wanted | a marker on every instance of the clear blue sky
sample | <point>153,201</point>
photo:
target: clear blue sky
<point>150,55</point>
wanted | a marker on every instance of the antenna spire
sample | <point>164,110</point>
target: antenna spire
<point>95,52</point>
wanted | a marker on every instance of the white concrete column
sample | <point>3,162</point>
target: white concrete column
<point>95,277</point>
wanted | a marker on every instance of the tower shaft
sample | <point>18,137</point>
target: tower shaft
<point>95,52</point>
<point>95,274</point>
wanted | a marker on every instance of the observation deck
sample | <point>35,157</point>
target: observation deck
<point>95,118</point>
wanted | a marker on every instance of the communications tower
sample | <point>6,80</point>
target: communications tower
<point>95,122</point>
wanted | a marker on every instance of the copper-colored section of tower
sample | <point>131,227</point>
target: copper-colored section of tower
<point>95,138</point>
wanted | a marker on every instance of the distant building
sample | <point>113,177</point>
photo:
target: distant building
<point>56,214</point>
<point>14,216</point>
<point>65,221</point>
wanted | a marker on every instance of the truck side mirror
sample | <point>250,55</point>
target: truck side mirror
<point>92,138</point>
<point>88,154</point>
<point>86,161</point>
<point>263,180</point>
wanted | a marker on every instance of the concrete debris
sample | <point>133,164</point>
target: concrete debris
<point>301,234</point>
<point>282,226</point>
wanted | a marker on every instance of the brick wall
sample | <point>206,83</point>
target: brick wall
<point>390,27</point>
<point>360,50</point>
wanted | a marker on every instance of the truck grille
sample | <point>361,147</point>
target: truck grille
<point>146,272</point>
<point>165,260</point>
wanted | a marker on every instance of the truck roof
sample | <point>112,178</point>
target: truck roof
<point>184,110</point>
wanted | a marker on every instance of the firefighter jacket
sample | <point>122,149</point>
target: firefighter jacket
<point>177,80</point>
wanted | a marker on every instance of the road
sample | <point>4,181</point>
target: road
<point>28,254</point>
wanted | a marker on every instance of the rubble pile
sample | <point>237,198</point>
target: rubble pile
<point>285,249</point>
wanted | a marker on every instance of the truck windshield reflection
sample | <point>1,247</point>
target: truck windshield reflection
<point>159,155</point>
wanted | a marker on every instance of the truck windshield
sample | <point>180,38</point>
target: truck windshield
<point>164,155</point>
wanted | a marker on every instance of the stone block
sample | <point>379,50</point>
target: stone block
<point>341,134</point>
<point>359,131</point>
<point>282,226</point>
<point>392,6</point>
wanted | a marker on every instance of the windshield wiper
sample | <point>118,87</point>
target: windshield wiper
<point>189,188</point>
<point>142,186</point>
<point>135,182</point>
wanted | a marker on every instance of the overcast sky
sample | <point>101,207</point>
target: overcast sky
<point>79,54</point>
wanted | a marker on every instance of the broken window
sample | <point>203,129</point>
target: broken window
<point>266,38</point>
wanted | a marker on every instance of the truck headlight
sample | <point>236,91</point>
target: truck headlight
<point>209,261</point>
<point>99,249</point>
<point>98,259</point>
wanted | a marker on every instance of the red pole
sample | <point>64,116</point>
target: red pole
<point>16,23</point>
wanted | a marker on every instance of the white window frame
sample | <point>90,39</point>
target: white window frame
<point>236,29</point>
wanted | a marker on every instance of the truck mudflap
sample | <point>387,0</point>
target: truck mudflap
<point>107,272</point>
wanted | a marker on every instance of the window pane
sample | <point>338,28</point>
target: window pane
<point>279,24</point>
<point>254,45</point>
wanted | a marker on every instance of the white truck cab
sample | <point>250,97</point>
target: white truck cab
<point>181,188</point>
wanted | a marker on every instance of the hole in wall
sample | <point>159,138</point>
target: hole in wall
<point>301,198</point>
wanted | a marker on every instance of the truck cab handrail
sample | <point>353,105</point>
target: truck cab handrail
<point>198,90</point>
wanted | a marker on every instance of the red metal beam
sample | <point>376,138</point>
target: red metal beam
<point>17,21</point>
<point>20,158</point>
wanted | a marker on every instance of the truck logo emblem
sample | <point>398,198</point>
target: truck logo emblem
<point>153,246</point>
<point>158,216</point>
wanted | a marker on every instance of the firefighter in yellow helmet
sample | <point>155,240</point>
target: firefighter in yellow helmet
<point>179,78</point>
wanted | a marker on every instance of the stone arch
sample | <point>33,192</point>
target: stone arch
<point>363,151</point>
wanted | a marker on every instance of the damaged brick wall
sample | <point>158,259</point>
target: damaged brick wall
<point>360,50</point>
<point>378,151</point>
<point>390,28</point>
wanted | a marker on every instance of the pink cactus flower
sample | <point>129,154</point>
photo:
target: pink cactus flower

■ ■ ■ ■ ■ ■ ■

[WHAT IS ASKED] Rewrite the items from the line with "wanted | a marker on every instance of the red pole" up to and including the line with "<point>181,188</point>", leaving the requests and their samples unchanged. Add 53 to every coordinate in the answer points.

[TASK RESULT]
wanted | a marker on every instance of the red pole
sample | <point>64,116</point>
target: red pole
<point>69,76</point>
wanted | a marker on every instance of the white window frame
sample | <point>90,39</point>
target: white window frame
<point>289,82</point>
wanted | a marker on every instance of the truck mudflap
sample | <point>387,0</point>
target: truck mudflap
<point>160,325</point>
wanted | a marker on every instance of the window pane
sample | <point>338,28</point>
target: window pane
<point>332,77</point>
<point>307,98</point>
wanted | a marker on every instance of the white truck cab
sample | <point>250,97</point>
target: white truck cab
<point>234,241</point>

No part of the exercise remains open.